## GIVEN INSTRUCTION A:
In the entries, from the line containing "Category: cabin window" through the end of the entries, switch "keypoint" to "marker" and reproduce only those lines, leaving everything else unchanged.

I’m a Colorado girl – well, woman, I guess – and as I write today, the April ground is covered in a very thick coat of newly fallen snow. This is not an uncommon occurrence here and I couldn’t help but think, as I looked the frozen, drooping tulips and daffodils that I would have thought they would know better by now that to start growing at the first blush of Spring. Of course, they don’t because that is not how God created them. Instead, God created them to start to push through the cold, hard winter ground early in the season to remind us that regardless of what is to come, there is always renewal and hope.
But sometimes it just doesn’t feel that way, does it? Sometimes, as we watch the nightly news or read the paper, the evil that permeates our daily lives is overwhelming. What is it that has made this world so bad?
Having spent many years studying various aspects of psychology and also watching far too many episodes of DATELINE to be healthy, I often hear the discussions turn to nature versus nurture. As humans we like to be able to pinpoint a reason for something in order to make sense out of something that otherwise would remain not only a mystery, but in many cases, painful.
While there are certainly extensive discussions on the topic of nature versus nurture, I personally don’t believe the answer lies in either nature or nurture but rather free will. C. S. Lewis discussed this very thing in his book The Problem of Pain. For Lewis, suffering – and I would add evil – are inevitable in a world where free-will exists.
“Try to exclude the possibility of suffering which the order of nature and the existence of free-wills involve, and you find that you have excluded life itself”

## EXERCISE DATA:

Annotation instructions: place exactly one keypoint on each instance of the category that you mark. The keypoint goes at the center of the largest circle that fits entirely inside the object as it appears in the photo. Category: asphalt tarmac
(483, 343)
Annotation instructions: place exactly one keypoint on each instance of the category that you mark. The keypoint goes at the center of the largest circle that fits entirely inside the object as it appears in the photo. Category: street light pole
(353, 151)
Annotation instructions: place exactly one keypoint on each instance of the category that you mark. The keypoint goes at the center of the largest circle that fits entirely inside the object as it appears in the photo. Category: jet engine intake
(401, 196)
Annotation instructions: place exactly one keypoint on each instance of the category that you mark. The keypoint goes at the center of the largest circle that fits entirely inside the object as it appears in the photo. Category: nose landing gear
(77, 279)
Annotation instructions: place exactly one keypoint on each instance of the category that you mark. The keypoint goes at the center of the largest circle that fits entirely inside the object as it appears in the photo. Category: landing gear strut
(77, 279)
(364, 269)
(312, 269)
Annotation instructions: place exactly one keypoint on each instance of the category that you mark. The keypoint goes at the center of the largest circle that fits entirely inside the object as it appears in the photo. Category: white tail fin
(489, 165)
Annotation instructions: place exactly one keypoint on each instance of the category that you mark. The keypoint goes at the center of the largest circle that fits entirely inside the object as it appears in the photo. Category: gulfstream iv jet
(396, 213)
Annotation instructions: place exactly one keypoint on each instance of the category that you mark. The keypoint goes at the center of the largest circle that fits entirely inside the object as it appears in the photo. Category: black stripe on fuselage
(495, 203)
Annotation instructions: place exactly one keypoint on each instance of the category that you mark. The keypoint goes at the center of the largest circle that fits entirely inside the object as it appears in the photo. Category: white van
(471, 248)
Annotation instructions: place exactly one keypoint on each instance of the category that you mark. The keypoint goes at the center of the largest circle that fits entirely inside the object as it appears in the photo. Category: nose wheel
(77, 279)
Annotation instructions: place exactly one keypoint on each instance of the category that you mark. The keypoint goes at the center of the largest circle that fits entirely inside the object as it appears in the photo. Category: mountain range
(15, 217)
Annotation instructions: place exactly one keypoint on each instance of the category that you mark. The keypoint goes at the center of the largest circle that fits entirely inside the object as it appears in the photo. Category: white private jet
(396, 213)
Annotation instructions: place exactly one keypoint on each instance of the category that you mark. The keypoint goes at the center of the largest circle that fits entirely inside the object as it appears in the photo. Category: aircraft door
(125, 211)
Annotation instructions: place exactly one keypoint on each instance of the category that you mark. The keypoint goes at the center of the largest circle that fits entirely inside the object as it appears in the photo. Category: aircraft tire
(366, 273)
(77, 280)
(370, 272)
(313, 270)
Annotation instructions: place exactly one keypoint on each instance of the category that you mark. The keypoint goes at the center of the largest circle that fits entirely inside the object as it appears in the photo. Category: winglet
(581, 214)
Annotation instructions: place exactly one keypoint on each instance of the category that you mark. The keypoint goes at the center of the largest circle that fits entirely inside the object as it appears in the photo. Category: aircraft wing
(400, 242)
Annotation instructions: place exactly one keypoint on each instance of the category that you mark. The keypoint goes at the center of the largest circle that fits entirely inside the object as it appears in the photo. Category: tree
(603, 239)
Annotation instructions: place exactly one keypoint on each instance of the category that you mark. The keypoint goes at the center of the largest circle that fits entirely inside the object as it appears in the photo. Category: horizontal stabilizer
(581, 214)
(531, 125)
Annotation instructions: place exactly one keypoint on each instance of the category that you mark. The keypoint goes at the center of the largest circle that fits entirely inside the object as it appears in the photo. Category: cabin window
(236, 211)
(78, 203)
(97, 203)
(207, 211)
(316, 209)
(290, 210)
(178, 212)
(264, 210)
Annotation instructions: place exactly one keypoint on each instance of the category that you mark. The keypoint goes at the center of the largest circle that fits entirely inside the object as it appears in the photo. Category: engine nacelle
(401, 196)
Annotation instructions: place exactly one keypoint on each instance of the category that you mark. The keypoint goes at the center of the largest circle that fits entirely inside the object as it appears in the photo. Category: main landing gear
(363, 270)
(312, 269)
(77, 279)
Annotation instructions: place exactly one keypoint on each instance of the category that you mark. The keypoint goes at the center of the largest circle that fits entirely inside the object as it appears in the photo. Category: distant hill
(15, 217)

## GIVEN INSTRUCTION B:
Translate into Spanish this sentence from the essay on suffering and free will: "What is it that has made this world so bad?"

## EXERCISE ANSWER A:
Annotation instructions: place exactly one marker on each instance of the category that you mark. The marker goes at the center of the largest circle that fits entirely inside the object as it appears in the photo. Category: cabin window
(236, 211)
(78, 203)
(97, 203)
(207, 211)
(316, 209)
(290, 210)
(178, 212)
(264, 210)
Annotation instructions: place exactly one marker on each instance of the category that you mark. The marker goes at the center of the largest circle that fits entirely inside the object as it appears in the photo. Category: engine nacelle
(401, 196)
Annotation instructions: place exactly one marker on each instance of the category that you mark. The marker goes at the center of the largest circle that fits entirely inside the object as it appears in the photo. Category: main landing gear
(363, 270)
(312, 269)
(77, 279)
Annotation instructions: place exactly one marker on each instance of the category that you mark. The marker goes at the center of the largest circle that fits entirely inside the object as it appears in the photo. Category: distant hill
(15, 217)

## EXERCISE ANSWER B:
¿Qué es lo que ha hecho que este mundo sea tan malo?